## WHAT TO WORK ON
1 – According to the note on the public shareable area, what two conditions must a public downloads area meet?
2 – Continue the note on the public shareable area from the point where it stops.

## EXCERPT
"""

Computing notes 2018 part two

This document contains only my personal opinions and calls of judgement, and where any comment is made as to the quality of anybody's work, the comment is an opinion, in my judgement.

[file this blog page at: digg del.icio.us Technorati]

2018 December

181212 Wed: Public shareable area via multiple protocols

So one of my standard practices is to have filetrees shareable by network access in several different ways, and ideally in some uniform way, that is with very similarly looking paths. One particular case is public downloads area, which needs to be read-only and available for anonymous or guest access. I have setup recently one accessible with 4 file transfer methods and 4 remote file access methods, so that they may be accessed as any of:

ftp://hostname/downloads/
http://hostname/downloads/
rsync://hostname/downloads/
mount -t afp -o ro hostname:/downloads ...
mount -t nfs4 -o ro hostname:/downloads ...

"""

## SOURCE MATERIAL
"""

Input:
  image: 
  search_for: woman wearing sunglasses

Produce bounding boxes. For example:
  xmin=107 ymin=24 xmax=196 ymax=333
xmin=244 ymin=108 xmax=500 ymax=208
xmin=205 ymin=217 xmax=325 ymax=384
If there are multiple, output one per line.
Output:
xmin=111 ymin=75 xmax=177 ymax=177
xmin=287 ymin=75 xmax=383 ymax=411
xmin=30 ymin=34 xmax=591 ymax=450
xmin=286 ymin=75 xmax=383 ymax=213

"""

## RESPONSES BY TASK
1 – It must be read-only and available for anonymous or guest access.

2 –
mount -t nfs -o ro hostname:downloads ...
mount -t cifs -o ro //hostname/downloads ...

FTP (VSFTPD)

ftpd_banner=downloads
ls_recurse_enable=YES
write_enable=NO

guest_enable=NO
local_enable=NO
anonymous_enable=YES

anon_root=/srv/ftp
anon_upload_enable=NO

allow_anon_ssl=YES
force_anon_logins_ssl=NO
force_anon_data_ssl=NO

Here VSFTPD allows access as local users, guest, or anonymous, and we want anonymous only.

The manual states that it is an error to put any space between the option, = and value.

HTTP and WebDAV (Apache2)

  Alias                 /downloads "/srv/ftp/downloads"

  <Location             /downloads>
    DAV                   On
    Options               +Indexes
    <Limit                GET HEAD OPTIONS REPORT PROPFIND>
      Satisfy             any
      Allow from          all
    </Limit>
  </Location>

This configures the HTTP location /downloads to be served over both HTTP and WebDAV from the directory /srv/ftp/downloads and it only allows reading methods.

RSYNC (rsync)

[downloads]
path                    =/srv/ftp/downloads/
comment                 =downloads
read only               =true

This is for native RSYNC (port 873 usually) rather than RSYNC-over-SSH. The module downloads is just mapped to the directory.

AFP (NetATalk)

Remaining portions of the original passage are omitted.